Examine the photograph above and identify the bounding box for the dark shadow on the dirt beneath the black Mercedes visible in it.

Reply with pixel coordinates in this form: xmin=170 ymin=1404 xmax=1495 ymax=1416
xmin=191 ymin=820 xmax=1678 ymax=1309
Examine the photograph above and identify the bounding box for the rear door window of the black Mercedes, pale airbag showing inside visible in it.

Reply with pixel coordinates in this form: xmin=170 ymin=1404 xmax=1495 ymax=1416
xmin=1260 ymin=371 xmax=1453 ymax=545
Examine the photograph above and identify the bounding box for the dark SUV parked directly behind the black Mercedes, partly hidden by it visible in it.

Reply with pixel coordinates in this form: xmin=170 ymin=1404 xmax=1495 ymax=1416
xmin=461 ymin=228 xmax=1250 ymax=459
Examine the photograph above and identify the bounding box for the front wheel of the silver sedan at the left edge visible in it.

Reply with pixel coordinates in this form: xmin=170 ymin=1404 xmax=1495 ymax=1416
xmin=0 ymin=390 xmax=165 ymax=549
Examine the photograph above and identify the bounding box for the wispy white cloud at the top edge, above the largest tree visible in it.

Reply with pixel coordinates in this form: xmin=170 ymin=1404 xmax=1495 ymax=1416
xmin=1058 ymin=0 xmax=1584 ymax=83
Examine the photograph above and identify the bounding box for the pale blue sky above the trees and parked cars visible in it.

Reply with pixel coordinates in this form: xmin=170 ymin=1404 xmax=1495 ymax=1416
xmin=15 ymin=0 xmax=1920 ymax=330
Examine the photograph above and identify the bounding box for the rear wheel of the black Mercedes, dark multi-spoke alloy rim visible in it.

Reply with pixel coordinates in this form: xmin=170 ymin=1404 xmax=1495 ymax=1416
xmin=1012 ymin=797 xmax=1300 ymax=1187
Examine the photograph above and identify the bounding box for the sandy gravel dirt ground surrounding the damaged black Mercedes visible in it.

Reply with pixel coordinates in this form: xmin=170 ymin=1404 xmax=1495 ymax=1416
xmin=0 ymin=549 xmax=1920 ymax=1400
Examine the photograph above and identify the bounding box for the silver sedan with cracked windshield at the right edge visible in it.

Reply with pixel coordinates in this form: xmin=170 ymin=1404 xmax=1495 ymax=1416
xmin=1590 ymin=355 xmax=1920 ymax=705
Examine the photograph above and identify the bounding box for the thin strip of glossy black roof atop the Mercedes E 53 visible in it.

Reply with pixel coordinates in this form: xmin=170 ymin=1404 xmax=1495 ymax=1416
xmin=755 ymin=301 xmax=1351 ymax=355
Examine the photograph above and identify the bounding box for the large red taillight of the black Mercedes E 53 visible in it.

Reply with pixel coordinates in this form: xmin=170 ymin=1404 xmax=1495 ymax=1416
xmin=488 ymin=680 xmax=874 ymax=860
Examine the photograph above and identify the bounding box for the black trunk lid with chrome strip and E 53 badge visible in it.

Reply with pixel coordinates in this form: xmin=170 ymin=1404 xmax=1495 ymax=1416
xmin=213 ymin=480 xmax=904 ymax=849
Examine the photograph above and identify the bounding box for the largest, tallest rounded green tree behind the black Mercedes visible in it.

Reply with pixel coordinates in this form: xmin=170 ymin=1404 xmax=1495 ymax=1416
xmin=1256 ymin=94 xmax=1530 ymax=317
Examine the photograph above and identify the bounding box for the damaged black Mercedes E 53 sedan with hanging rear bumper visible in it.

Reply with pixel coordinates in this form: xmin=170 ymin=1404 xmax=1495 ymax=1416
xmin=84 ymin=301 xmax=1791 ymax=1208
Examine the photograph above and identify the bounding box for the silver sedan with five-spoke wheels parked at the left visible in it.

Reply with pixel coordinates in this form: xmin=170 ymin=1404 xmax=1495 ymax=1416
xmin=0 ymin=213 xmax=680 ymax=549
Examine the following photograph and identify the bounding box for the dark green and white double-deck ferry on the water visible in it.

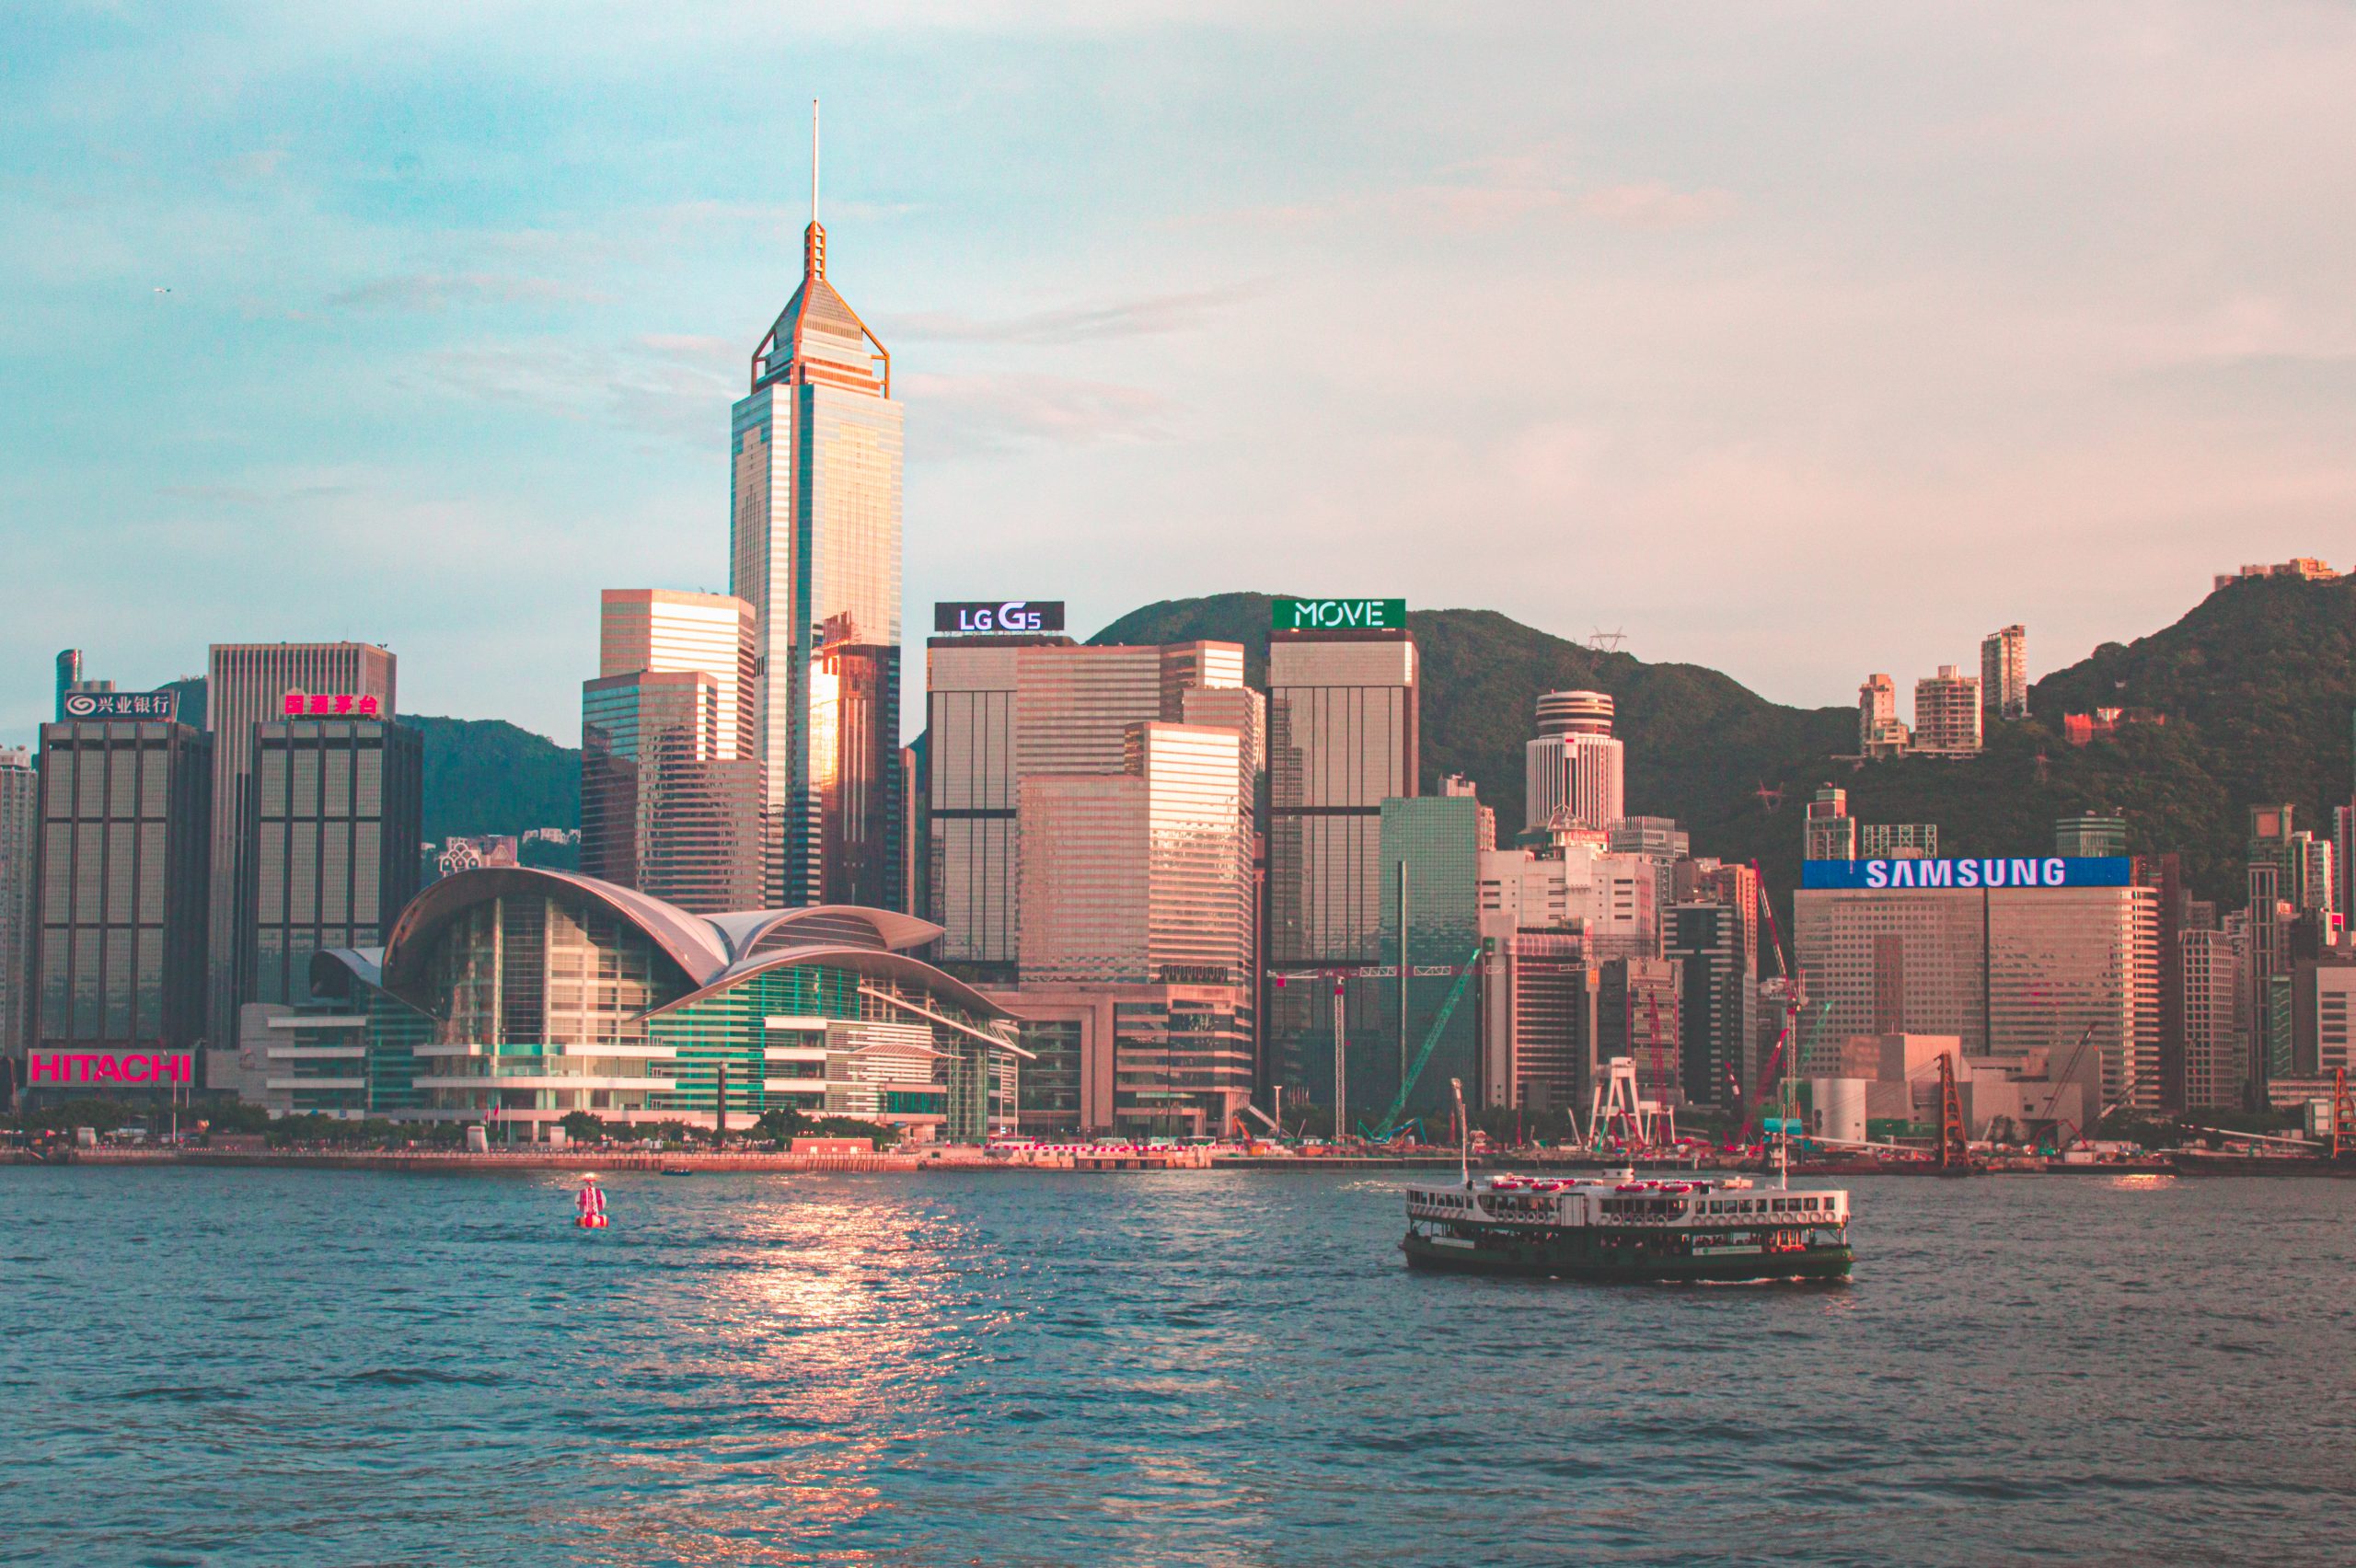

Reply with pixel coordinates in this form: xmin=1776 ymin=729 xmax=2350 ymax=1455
xmin=1400 ymin=1172 xmax=1852 ymax=1283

**WHAT THIS TASK INVOLVES**
Return every line from the entries above that contains the word "rear".

**SOLUTION TO THIS PROBLEM**
Examine the photograph above and identify the bounding box for the rear door window of the black Mercedes, pale airbag showing inside visible in it.
Examine the photograph above and identify the bounding box for the rear wheel of the black Mercedes, dark multi-spoke alloy rim visible in it.
Examine the photograph above and identify the bounding box for the damaged black Mercedes E 53 sedan with hanging rear bumper visible in it.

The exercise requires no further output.